Instructions to follow: Reproduce the records verbatim, beginning with the line that contains "for lakeside town." and continuing through the line that contains "[378,218,395,272]", both lines included. Output those lines alone.

-=-=-

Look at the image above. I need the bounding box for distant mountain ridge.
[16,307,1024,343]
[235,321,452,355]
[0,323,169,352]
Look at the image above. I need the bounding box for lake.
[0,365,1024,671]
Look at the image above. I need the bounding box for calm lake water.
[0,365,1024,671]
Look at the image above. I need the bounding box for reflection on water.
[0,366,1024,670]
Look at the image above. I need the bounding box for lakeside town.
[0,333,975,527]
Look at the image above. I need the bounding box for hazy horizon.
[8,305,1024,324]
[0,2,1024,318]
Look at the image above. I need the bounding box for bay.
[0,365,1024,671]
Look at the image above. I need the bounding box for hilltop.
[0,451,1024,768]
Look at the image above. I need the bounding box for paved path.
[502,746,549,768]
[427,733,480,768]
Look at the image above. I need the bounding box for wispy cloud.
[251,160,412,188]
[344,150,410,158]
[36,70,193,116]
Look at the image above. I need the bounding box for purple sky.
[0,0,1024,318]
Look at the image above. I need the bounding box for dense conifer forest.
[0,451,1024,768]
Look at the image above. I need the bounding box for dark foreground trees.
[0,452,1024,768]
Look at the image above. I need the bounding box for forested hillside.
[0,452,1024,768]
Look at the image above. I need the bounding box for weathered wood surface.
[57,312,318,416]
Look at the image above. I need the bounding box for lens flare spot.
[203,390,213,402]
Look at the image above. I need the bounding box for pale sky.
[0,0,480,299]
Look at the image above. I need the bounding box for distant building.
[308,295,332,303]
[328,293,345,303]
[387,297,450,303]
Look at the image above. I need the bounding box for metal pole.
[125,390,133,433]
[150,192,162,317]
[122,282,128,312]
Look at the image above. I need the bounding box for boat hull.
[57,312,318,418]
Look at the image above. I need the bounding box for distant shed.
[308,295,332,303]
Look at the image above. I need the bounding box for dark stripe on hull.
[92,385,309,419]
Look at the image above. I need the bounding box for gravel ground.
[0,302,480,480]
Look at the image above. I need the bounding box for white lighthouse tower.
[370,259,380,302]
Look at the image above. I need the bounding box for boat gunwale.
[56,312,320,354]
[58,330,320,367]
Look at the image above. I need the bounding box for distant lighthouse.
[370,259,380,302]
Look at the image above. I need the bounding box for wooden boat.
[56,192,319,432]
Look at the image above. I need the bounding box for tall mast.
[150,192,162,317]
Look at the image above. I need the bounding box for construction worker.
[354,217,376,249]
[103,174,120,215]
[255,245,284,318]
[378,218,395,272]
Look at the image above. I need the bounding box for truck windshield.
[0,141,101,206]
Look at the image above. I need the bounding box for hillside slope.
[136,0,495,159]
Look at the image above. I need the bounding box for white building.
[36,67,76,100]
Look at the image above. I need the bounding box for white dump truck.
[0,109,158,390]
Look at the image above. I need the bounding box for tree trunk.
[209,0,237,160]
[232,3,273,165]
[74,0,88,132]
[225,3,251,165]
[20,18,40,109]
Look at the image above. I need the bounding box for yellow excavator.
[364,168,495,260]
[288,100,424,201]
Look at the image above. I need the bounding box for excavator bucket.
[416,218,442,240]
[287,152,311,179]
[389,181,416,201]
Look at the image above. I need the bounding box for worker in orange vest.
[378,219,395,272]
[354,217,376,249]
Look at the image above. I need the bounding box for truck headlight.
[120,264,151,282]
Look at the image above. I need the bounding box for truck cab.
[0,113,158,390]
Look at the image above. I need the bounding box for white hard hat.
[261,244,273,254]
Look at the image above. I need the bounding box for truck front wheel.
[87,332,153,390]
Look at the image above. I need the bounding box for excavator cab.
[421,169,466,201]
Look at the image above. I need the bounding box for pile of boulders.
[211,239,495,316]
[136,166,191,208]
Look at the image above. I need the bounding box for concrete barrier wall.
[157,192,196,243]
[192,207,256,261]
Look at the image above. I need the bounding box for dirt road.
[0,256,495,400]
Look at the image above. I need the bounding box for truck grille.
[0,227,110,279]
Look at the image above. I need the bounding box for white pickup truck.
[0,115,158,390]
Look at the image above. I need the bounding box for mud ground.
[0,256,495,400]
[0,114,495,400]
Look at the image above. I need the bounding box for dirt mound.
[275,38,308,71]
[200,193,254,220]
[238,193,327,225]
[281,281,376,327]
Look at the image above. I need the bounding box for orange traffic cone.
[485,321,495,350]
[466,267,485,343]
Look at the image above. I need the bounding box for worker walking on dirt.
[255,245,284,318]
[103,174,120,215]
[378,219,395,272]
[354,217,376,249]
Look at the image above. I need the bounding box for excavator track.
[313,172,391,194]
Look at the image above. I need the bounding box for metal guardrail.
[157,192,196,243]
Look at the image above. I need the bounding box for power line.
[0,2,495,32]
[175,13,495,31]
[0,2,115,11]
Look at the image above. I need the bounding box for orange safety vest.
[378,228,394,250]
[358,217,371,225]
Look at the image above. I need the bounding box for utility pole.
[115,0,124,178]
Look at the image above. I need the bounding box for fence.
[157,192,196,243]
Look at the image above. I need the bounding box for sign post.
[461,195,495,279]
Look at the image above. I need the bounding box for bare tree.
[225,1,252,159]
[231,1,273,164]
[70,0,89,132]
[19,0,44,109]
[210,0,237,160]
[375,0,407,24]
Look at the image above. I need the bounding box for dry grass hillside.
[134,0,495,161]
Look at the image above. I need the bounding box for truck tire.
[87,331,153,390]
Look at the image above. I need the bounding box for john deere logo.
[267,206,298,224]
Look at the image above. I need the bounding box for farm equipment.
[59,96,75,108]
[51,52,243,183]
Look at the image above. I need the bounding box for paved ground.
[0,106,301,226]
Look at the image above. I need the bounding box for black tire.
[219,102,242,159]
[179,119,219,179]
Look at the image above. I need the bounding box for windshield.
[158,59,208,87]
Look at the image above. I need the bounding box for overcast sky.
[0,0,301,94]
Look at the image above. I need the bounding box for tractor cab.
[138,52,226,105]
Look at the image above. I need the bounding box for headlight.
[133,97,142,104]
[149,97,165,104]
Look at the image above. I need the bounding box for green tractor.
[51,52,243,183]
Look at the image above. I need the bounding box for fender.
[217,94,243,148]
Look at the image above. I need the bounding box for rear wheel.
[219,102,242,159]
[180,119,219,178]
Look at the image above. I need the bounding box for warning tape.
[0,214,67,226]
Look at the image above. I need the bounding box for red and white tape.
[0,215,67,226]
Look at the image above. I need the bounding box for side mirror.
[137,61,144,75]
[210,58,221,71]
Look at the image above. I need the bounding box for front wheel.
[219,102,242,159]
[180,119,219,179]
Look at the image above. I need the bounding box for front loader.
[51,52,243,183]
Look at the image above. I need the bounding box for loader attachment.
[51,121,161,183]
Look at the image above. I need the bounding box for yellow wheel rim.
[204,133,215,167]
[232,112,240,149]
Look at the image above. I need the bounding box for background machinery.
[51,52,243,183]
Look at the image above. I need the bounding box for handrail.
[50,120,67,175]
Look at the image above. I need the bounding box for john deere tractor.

-=-=-

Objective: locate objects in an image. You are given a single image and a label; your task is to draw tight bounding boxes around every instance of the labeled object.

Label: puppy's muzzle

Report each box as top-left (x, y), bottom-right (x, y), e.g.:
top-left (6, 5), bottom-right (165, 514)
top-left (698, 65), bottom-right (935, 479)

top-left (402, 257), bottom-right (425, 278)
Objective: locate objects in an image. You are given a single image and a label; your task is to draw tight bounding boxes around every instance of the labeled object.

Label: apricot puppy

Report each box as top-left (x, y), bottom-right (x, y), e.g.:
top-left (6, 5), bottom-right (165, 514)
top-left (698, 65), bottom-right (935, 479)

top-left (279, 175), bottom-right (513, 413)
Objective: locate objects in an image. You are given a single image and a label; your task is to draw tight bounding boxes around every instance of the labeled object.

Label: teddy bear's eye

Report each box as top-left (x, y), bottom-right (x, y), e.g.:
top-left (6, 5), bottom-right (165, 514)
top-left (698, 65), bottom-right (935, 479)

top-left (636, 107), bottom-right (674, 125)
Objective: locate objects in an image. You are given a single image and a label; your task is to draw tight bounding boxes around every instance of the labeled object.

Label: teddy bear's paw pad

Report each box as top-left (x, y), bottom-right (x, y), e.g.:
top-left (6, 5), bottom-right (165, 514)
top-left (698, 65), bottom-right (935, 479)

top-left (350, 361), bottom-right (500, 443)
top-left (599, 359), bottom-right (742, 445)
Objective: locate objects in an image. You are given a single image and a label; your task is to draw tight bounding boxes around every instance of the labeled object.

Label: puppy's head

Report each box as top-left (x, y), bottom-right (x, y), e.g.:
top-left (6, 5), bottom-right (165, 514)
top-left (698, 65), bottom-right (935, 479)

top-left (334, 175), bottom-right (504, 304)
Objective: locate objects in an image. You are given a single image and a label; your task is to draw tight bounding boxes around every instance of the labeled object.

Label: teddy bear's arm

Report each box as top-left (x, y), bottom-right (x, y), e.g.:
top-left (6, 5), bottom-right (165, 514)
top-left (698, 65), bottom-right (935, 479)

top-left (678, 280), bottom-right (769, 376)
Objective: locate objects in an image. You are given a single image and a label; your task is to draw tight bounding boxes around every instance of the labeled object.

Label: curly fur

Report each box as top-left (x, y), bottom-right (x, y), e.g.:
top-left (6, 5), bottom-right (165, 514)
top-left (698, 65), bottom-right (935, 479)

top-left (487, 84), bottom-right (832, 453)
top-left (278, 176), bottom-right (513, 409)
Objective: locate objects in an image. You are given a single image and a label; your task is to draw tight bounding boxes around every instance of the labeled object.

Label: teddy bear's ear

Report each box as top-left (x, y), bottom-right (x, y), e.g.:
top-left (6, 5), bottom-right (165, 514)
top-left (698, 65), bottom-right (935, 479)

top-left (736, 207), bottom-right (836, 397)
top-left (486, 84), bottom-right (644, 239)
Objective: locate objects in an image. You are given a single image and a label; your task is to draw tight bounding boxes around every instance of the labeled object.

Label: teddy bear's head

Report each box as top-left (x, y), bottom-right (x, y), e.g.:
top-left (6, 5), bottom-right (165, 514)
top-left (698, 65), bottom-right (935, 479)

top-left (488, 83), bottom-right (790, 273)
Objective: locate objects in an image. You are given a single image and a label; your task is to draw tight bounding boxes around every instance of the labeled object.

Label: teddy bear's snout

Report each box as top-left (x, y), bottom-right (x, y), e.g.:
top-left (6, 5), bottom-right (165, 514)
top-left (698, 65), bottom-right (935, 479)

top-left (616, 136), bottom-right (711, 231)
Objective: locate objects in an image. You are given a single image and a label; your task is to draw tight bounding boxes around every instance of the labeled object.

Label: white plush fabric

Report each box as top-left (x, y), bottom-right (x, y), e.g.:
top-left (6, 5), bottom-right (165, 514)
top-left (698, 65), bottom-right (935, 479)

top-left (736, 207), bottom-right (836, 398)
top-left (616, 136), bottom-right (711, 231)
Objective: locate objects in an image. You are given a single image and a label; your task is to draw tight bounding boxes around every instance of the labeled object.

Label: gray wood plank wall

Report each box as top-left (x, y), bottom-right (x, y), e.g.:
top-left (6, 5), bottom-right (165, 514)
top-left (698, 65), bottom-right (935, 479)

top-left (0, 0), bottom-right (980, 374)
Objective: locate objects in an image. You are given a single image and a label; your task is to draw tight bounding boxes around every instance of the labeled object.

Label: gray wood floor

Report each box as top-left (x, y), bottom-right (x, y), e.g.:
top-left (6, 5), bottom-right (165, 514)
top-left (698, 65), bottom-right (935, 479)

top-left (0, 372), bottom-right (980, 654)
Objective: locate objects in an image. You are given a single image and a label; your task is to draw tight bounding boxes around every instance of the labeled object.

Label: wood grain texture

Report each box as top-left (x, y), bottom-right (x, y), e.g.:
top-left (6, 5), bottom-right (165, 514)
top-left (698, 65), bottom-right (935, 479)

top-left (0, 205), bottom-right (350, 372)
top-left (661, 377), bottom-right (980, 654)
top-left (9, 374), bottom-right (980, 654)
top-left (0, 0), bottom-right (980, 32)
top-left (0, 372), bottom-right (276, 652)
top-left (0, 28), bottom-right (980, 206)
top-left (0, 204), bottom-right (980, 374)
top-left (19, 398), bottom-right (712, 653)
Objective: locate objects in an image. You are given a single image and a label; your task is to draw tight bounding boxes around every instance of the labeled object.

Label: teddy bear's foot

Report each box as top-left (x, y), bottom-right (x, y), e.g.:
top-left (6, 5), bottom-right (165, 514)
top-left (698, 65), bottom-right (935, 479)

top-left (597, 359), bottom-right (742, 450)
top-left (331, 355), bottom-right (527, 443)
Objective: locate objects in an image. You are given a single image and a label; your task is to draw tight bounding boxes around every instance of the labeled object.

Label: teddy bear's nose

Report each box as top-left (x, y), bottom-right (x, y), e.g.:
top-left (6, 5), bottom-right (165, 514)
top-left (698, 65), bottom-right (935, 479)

-=-=-

Output:
Look at the image above. I need the bounding box for lakeside town.
[0,333,975,527]
Look at the image above. I need the bounding box for hazy horizon.
[8,305,1024,324]
[0,2,1024,318]
Look at the image above. I need the bounding box for bay.
[0,365,1024,671]
Look at the image above. I need the bounding box for hilltop.
[0,451,1024,768]
Look at the image above. I need the bounding box for paved path.
[502,746,549,768]
[427,733,480,768]
Look at the image above. I need the bounding box for wispy cloud.
[251,160,412,188]
[344,150,410,158]
[36,70,193,116]
Look at the image above. I need the bounding box for purple sky.
[0,0,1024,318]
Look at the image above. I need the bounding box for dense conifer forest.
[0,451,1024,768]
Look at the image above. I need the bounding box for dark foreground trees.
[0,452,1024,768]
Look at the image above. I need the bounding box for forested hillside.
[0,452,1024,768]
Look at the image above. I need the bounding box for weathered wood surface.
[57,312,318,416]
Look at the image above. I need the bounding box for lens flare spot.
[203,390,213,402]
Look at the image above. I need the bounding box for pale sky.
[0,0,480,299]
Look at the image above. I need the bounding box for distant building.
[308,295,332,303]
[328,293,345,303]
[387,297,450,303]
Look at the image above. I need the bounding box for metal pole.
[125,390,133,433]
[150,192,162,317]
[122,282,128,312]
Look at the image above. I need the bounding box for boat hull.
[57,312,318,418]
Look at the image above. I need the bounding box for distant shed.
[308,295,332,303]
Look at the image above. I need the bounding box for dark stripe on hull.
[92,385,309,419]
Look at the image above. I need the bounding box for gravel ground.
[0,302,480,480]
Look at the image above. I need the bounding box for white lighthouse tower.
[370,259,380,302]
Look at the image above. I need the bounding box for boat gunwale.
[56,312,320,354]
[58,330,320,367]
Look at the image above. I need the bounding box for distant lighthouse.
[370,259,380,302]
Look at the image above. I need the bounding box for wooden boat.
[56,192,319,432]
Look at the image above. I need the bounding box for tall mast.
[150,192,162,317]
Look at the image above. I need the bounding box for construction worker.
[354,217,376,249]
[103,174,120,215]
[255,245,284,318]
[378,218,395,272]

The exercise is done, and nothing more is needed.